((

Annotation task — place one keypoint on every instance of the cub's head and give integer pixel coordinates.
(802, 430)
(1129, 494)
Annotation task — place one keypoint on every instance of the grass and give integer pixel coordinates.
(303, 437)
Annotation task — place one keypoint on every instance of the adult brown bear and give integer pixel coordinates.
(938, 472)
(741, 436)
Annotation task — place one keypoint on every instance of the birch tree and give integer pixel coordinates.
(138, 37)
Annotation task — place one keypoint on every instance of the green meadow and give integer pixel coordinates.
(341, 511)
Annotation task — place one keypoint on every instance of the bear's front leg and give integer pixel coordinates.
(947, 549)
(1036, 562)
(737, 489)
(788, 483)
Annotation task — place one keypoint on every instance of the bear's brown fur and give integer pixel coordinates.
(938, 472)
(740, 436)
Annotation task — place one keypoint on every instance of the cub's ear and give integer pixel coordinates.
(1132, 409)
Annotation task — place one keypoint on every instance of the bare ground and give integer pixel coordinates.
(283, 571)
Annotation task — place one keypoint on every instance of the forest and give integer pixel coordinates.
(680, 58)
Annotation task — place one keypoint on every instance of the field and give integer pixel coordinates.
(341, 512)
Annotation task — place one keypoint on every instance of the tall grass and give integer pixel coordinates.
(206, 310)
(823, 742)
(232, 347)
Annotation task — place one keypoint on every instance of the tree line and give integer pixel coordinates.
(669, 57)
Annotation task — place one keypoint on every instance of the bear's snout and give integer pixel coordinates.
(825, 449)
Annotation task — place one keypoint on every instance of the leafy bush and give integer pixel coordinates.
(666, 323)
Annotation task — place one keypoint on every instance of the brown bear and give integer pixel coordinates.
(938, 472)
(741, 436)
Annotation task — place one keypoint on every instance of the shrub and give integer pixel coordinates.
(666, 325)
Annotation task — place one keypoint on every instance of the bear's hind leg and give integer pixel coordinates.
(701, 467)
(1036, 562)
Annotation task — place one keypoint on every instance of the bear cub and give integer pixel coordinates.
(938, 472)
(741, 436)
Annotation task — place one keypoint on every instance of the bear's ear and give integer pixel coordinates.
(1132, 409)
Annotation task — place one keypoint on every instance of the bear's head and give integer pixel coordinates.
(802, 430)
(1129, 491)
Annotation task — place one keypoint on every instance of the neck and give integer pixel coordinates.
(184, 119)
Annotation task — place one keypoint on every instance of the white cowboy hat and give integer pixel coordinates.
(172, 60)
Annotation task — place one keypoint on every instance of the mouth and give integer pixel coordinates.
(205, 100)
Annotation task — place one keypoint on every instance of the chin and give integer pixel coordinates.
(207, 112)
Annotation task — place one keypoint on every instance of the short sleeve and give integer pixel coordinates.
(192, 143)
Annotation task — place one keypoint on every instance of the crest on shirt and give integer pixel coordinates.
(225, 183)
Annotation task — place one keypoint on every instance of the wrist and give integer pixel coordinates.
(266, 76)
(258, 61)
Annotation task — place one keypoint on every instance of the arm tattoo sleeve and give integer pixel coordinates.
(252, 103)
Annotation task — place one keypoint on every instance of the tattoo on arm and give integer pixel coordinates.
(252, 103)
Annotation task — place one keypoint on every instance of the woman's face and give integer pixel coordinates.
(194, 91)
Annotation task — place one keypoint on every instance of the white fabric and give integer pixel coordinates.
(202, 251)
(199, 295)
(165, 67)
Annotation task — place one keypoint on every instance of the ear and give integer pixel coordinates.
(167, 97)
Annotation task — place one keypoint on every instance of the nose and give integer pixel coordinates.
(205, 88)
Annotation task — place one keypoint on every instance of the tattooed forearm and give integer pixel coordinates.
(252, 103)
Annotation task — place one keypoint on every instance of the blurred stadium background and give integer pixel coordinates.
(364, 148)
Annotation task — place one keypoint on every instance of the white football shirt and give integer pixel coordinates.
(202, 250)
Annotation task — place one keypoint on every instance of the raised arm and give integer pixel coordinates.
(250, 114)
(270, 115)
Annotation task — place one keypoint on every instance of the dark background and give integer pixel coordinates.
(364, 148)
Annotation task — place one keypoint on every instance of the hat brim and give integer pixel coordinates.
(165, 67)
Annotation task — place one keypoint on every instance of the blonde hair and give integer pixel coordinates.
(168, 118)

))

Task prompt: Reproduce the items above, substituting "marker" for every occurrence of "keypoint" and leaving all other text unchanged.

Response:
Annotation task — place one marker on every instance of the cub's head and give integer pixel coordinates.
(802, 430)
(1129, 494)
Annotation task — place one marker on every instance of the grass and give integer pixel coordinates.
(303, 437)
Annotation task — place one marker on every instance of the adult brown bear and give integer pixel coordinates.
(938, 472)
(741, 436)
Annotation task — place one marker on every instance of the birch tree and give integer pixel coordinates.
(138, 37)
Annotation task — place one marker on every instance of the green meadow and give integer pixel coordinates.
(341, 511)
Annotation task — place one marker on every instance of the bear's front leg and give integer pixel coordinates.
(947, 549)
(1036, 562)
(737, 489)
(788, 483)
Annotation task — place one marker on every instance of the bear's brown fur and give integer pixel coordinates.
(938, 472)
(740, 436)
Annotation task — place one marker on every instance of the cub's ear and give integer pixel coordinates.
(1132, 409)
Annotation task — place one marker on every instance of the bare ground and give integer pixel coordinates.
(283, 571)
Annotation task — place one marker on every instance of the forest and give integer pixel coordinates.
(680, 58)
Annotation task — place one marker on every instance of the field and give integer pixel coordinates.
(341, 512)
Annotation task — place one marker on every instance of the tall grass and give integer pixel coordinates.
(206, 310)
(823, 742)
(232, 347)
Annotation task — place one marker on every instance of the tree line and give integer pixel coordinates.
(669, 57)
Annotation task — place one marker on every instance of the bear's snout and give integer pixel coordinates.
(825, 449)
Annotation task — place one marker on every instance of the leafy bush and give integer pixel coordinates.
(666, 323)
Annotation task — place one marker on every instance of the brown bear and give integer pixel coordinates.
(938, 472)
(741, 436)
Annotation task — place one marker on every instance of the shrub and give integer pixel coordinates.
(666, 325)
Annotation task — place one marker on every instance of the bear's hind leg and give integer pixel coordinates.
(701, 467)
(1036, 562)
Annotation task — place one marker on every instance of the bear cub and give integer pixel coordinates.
(938, 472)
(741, 436)
Annotation task — place one marker on every instance of the bear's ear and give integer pixel coordinates.
(1132, 409)
Annotation task — place one marker on every instance of the bear's head and give integer pixel coordinates.
(802, 430)
(1129, 491)
Annotation task — place one marker on every instance of the neck and give integer pixel coordinates.
(184, 119)
Annotation task — place one marker on every instance of the white cowboy hat and give integer pixel coordinates.
(172, 60)
Annotation task — place one marker on every instance of the mouth and give integer pixel coordinates.
(205, 100)
Annotation task — place one marker on every instance of the chin and give integer pixel coordinates.
(207, 112)
Annotation task — place one marker on every instance of the short sleeve and give integer pixel coordinates.
(192, 143)
Annotation task — place one marker on every instance of the crest on shirt and give integer pixel coordinates.
(225, 183)
Annotation task — place one marker on every instance of the wrist and give integer pixel coordinates.
(266, 76)
(258, 61)
Annotation task — place one marker on every instance of the arm tattoo sleeve and give integer pixel coordinates.
(252, 103)
Annotation task — place one marker on every instance of the tattoo on arm and give integer pixel coordinates.
(252, 103)
Annotation task — place one marker on every instance of the woman's face and give integer pixel coordinates.
(194, 91)
Annotation task — place one marker on every instance of the white fabric and give integer pixel coordinates.
(202, 251)
(199, 295)
(165, 67)
Annotation task — place one marker on every instance of the ear and give integer pixel coordinates.
(167, 97)
Annotation task — place one marker on every instance of the nose and give integer pixel coordinates.
(205, 88)
Annotation task — place one marker on every instance of the tattooed forearm and give integer pixel coordinates.
(252, 103)
Annotation task — place one marker on every instance of the blurred stadium background and give integer pixel coordinates.
(364, 148)
Annotation task — place one marker on every instance of the white football shirt and give integer pixel coordinates.
(202, 250)
Annotation task — place one marker on every instance of the raised arm and give integer pixel coordinates.
(250, 114)
(270, 115)
Annotation task — place one marker on every instance of the dark background and give integer pixel coordinates.
(364, 148)
Annotation task — place one marker on every instance of the hat brim and give integer pixel coordinates.
(165, 67)
Annotation task — place one marker on every instance of the blonde hair and give integer pixel coordinates.
(168, 118)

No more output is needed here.